*** Opening Supplied passage ***
The Independent (Blog)

By Mark Williams

Another tragic political execution is regrettably imminent in Tehran, where the mullahs have already murdered 120,000 members and supporters of the People’s Mojahedin Organization of Iran (PMOI/MEK), the main opposition movement.

This time the potential victim is 44-year-old Hamid Ghassemi-Shall, who has dual Canadian-Iranian nationality.

Hamid returned to Iran from Canada in May 2008 to visit his elderly mother. He was detained on arrival on suspicion of gathering information for the MEK. He spent 18 months in solitary confinement at the notorious Evin prison in northern Tehran, with no access to his family or legal representation. In 2009, he was convicted and handed a death sentence in a kangaroo court trial that last no more than few minutes.

In a statement issued last Sunday (April 15), the Canadian Foreign Minister, John Baird, said Canada was gravely concerned by signs that Hamid Ghassemi-Shall’s execution day was approaching. The Canadian Government called upon Iran to spare Hamid’s life.

If he is executed, he will sadly not be the first member of his family to pay the ultimate price. Hamid’s brother, Alborz, was also a political prisoner. A former commander of the Center for Expert Naval Training in the city of Rasht and an instructor at one of the Naval Forces universities, Alborz died on January 19, 2010 after spending 20 months in the mullahs’ medieval prisons. He was subjected to the most brutal forms of torture.

The mullahs show no mercy to MEK supporters, whom they consider to be “Mohareb”, or enemies of the rule of God. The Iranian regime considers itself to be the embodiment of divine rule on earth. Opposition to the regime is therefore tantamount to opposition to God’s will.

At the same time, Tehran is fearful of the MEK because the mullahs know it is a well organised resistance movement.
*** Closing Supplied passage ***
*** Opening Record set ***
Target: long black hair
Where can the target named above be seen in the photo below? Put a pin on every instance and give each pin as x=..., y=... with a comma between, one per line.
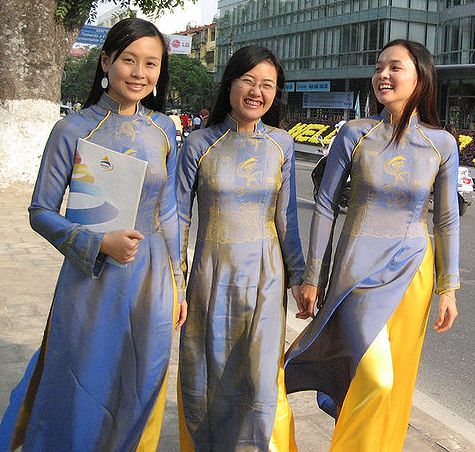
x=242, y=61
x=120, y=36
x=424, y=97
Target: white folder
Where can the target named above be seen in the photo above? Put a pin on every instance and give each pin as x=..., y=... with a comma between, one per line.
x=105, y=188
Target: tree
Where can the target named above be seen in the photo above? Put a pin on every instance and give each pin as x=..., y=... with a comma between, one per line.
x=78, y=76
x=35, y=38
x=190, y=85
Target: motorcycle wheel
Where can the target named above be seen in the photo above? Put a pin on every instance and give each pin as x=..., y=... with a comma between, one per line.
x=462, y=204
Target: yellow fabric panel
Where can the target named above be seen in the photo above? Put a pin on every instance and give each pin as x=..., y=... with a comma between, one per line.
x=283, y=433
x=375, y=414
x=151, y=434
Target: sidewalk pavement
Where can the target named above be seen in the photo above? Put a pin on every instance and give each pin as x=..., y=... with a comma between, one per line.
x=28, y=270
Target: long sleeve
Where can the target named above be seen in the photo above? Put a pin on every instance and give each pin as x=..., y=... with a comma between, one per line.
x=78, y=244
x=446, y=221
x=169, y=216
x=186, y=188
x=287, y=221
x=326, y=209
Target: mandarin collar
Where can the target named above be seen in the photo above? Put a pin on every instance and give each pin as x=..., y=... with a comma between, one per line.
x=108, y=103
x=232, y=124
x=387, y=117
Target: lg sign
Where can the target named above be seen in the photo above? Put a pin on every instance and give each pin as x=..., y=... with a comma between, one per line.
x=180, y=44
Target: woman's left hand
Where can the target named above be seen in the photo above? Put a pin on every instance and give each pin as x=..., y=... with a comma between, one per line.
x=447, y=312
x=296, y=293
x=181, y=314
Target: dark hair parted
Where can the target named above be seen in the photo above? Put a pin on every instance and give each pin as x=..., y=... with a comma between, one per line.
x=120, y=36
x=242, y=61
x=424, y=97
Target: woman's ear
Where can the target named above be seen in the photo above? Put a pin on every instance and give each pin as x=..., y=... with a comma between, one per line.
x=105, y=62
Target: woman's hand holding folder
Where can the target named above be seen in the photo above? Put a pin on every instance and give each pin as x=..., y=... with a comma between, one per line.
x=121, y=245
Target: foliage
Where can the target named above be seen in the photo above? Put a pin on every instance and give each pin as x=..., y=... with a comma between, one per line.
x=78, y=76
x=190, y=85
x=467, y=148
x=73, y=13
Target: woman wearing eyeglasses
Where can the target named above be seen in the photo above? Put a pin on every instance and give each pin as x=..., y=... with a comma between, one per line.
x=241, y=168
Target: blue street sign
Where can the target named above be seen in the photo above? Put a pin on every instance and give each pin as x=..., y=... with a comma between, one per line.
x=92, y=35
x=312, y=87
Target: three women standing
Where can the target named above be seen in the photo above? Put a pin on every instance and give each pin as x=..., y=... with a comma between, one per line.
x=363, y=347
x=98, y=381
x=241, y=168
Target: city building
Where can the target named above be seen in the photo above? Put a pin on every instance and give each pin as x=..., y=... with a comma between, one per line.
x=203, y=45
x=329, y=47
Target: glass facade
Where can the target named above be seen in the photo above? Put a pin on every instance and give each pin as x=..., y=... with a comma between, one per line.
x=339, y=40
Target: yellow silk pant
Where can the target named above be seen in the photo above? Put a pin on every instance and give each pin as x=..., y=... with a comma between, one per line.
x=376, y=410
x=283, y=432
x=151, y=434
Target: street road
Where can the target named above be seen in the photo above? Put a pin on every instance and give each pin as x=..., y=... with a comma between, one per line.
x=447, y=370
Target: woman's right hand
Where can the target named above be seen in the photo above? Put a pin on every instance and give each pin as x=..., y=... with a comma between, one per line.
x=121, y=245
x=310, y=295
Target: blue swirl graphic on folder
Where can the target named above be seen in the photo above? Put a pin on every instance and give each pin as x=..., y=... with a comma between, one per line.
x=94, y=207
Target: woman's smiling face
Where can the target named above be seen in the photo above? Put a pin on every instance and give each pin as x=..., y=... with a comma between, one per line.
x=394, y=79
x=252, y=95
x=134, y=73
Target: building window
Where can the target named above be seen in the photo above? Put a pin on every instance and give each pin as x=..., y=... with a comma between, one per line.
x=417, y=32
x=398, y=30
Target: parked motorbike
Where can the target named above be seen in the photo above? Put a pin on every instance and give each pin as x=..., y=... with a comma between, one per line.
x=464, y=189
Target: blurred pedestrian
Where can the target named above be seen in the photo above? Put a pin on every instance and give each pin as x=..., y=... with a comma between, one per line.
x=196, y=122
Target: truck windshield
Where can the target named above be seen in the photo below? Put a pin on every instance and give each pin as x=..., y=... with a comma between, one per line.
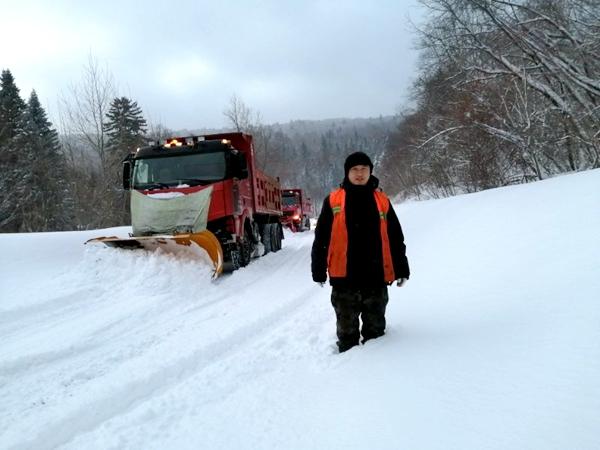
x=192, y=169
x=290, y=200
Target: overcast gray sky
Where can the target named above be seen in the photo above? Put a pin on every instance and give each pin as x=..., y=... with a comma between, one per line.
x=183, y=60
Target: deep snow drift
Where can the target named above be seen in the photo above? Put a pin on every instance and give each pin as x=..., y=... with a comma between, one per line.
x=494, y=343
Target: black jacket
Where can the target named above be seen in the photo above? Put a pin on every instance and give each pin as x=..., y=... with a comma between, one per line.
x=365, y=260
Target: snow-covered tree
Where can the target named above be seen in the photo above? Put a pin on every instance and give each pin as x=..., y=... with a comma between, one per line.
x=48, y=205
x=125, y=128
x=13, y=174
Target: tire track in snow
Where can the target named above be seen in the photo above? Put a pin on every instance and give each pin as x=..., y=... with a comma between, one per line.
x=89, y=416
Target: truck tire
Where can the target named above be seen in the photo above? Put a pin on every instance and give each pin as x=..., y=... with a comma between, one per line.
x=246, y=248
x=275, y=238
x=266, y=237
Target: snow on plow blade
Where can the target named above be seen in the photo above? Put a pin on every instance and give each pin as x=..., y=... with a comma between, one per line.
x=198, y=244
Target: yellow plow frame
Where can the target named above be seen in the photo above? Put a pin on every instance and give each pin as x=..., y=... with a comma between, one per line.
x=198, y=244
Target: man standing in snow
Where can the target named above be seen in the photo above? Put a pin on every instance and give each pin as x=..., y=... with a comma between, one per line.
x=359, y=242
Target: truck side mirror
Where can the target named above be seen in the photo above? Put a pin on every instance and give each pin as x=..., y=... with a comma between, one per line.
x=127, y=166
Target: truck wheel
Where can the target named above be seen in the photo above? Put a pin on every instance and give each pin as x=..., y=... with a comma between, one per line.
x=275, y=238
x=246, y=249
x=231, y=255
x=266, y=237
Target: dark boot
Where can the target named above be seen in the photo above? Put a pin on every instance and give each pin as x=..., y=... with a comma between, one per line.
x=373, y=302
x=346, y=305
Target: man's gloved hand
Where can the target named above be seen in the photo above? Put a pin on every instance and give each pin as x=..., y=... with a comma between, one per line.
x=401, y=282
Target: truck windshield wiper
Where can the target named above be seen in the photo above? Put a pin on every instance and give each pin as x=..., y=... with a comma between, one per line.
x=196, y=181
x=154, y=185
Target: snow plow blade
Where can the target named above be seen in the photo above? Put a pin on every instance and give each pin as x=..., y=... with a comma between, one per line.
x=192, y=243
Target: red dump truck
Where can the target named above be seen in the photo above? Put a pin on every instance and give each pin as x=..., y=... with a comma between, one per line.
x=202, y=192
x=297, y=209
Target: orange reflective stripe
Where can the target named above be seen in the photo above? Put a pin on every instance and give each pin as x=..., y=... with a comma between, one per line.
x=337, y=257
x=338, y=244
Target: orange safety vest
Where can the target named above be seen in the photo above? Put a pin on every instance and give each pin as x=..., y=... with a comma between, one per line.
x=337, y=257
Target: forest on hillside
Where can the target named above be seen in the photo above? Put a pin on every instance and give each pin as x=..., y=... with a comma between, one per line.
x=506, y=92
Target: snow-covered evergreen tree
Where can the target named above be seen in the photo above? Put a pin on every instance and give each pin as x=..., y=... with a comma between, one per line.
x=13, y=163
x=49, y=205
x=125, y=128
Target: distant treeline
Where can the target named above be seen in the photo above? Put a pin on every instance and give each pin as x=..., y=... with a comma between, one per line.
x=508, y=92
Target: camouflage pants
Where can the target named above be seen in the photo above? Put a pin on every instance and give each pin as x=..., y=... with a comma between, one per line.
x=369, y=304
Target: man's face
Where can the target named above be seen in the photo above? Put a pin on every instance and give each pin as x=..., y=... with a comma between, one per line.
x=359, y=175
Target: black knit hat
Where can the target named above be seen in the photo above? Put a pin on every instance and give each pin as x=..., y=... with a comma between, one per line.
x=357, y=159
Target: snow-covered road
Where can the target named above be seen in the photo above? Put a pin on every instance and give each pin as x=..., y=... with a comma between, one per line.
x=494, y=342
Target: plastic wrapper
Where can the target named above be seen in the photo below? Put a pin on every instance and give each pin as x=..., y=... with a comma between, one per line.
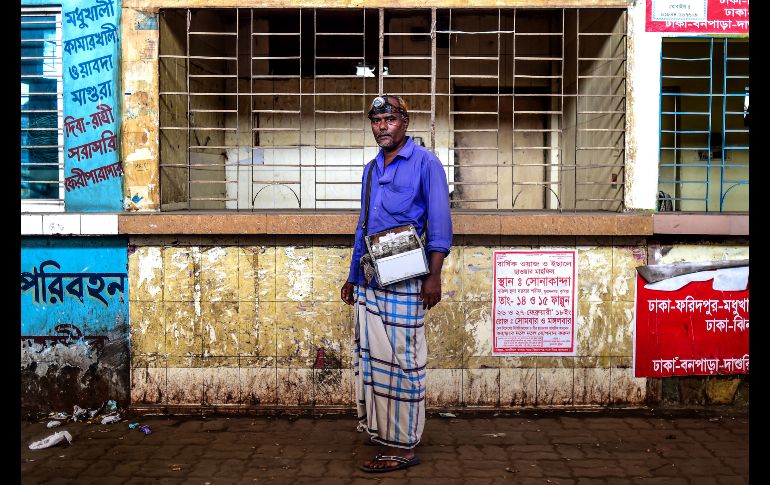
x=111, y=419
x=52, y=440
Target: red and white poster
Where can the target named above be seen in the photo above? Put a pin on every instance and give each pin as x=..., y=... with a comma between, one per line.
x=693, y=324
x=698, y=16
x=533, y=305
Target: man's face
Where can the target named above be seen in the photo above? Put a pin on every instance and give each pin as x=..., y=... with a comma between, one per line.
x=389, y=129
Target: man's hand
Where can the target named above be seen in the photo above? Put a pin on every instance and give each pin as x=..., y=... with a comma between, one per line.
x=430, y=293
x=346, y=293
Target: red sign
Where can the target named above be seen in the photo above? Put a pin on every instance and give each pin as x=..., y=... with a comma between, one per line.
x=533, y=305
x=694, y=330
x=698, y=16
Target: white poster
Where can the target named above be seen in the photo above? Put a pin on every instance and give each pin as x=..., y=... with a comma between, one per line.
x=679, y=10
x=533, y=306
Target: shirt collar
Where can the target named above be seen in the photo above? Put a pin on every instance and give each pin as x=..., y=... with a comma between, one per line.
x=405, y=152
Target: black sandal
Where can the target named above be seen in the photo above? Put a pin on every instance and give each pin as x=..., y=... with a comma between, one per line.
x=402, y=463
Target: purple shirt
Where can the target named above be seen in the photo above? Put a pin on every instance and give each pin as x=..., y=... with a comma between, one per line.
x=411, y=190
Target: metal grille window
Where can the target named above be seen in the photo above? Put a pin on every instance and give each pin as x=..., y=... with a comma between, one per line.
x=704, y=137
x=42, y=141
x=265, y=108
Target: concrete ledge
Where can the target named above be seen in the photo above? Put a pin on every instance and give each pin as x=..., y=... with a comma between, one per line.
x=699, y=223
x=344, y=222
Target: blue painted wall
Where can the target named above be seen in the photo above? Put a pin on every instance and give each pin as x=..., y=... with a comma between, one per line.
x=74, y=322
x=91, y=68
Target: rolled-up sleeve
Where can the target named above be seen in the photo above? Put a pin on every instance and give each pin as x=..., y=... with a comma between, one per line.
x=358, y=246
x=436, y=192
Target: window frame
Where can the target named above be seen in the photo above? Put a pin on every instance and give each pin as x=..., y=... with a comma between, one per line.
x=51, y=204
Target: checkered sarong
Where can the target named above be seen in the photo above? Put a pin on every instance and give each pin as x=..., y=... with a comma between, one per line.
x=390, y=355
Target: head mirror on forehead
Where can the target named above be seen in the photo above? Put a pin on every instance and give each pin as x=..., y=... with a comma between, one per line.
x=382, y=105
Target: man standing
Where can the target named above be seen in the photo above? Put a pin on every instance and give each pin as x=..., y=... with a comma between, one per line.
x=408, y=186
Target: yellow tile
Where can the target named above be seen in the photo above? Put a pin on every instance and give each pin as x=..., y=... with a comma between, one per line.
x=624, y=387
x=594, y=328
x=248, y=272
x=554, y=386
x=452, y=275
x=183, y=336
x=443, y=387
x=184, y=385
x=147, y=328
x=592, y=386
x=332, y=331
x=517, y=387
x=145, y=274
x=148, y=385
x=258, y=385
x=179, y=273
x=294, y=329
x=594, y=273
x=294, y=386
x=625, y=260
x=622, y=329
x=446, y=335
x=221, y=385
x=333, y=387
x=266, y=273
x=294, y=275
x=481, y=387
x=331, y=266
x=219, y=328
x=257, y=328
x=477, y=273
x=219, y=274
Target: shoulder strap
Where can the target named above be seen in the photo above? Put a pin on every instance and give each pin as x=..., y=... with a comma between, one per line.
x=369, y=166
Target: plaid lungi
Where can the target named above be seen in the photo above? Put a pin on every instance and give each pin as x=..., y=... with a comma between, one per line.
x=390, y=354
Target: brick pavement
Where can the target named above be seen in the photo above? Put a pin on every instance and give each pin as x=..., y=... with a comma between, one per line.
*** Closing Record set ***
▶ Task brief
Translate this sentence from the blog post about Hamid Ghassemi-Shall into Spanish: "This time the potential victim is 44-year-old Hamid Ghassemi-Shall, who has dual Canadian-Iranian nationality."

▶ Exercise answer
Esta vez, la posible víctima es Hamid Ghassemi-Shall, de 44 años, que tiene la doble nacionalidad canadiense e iraní.